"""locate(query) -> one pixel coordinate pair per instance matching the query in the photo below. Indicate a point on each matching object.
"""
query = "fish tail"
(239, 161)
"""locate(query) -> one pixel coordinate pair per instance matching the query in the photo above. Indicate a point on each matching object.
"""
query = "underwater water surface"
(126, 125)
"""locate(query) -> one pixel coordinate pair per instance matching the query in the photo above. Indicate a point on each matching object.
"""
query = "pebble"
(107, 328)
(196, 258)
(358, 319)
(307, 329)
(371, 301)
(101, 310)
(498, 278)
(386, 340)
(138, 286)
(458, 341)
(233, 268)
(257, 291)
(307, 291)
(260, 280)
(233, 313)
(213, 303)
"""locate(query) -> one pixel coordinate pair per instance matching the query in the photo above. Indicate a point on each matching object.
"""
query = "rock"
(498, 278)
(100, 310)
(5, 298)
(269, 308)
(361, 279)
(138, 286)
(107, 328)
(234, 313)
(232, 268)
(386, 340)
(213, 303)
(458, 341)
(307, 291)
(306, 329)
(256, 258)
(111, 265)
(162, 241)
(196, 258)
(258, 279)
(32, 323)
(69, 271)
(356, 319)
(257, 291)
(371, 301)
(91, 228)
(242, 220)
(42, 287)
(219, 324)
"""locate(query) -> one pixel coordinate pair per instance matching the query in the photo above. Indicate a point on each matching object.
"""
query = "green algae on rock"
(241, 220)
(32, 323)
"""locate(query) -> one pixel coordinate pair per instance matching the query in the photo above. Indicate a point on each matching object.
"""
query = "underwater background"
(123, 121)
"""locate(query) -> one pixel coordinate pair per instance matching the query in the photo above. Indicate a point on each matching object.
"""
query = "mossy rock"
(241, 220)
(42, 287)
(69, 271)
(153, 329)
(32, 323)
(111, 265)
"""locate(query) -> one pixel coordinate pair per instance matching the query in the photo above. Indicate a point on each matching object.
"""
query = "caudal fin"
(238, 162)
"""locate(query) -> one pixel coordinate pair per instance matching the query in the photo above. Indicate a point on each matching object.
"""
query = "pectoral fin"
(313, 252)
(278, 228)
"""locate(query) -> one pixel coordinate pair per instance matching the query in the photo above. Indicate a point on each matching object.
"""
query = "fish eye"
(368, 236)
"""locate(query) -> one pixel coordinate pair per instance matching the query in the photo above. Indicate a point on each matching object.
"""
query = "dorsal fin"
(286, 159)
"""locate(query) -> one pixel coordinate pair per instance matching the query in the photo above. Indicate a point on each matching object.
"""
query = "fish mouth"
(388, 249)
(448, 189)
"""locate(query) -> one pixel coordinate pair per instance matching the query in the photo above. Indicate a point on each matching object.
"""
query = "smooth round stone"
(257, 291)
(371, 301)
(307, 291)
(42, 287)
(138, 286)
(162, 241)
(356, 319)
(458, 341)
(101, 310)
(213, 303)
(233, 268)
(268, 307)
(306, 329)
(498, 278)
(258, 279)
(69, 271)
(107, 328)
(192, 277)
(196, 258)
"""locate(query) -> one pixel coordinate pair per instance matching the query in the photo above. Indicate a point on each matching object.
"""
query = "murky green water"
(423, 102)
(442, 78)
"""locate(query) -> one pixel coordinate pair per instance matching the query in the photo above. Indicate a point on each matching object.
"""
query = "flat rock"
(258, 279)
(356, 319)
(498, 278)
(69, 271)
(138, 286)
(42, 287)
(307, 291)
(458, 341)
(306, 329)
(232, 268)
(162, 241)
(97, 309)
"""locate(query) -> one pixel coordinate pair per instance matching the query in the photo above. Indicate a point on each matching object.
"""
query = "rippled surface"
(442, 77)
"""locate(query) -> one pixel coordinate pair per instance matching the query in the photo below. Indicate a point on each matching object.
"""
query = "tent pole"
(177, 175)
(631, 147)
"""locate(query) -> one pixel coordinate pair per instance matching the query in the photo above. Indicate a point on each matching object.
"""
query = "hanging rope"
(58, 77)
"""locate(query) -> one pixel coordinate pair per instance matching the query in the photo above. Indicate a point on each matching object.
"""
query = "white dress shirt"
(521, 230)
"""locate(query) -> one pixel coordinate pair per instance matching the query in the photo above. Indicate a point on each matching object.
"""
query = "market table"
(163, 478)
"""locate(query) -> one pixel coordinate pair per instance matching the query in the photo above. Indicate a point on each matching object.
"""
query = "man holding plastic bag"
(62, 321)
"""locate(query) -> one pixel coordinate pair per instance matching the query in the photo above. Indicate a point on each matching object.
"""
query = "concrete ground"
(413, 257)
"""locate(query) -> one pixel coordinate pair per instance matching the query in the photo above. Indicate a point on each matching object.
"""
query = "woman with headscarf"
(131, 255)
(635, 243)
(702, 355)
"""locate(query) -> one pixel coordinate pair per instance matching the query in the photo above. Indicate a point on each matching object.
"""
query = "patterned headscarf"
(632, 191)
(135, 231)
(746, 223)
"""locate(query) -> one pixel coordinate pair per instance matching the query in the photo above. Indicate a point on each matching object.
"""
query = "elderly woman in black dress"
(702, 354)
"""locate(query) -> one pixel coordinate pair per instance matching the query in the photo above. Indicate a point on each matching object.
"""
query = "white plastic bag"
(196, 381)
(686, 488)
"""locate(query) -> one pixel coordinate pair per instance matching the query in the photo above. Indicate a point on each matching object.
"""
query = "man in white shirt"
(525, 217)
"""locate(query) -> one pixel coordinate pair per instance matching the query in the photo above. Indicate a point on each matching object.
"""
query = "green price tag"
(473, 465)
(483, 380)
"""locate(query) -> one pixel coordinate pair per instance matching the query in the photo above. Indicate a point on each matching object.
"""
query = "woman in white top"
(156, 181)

• WHAT TO WORK ON: List every line of the records above that contains the string "dress", and treat uppercase and lowercase as different.

• ANSWER FOR THE TASK:
query = "white dress shirt"
query = "elderly woman in black dress"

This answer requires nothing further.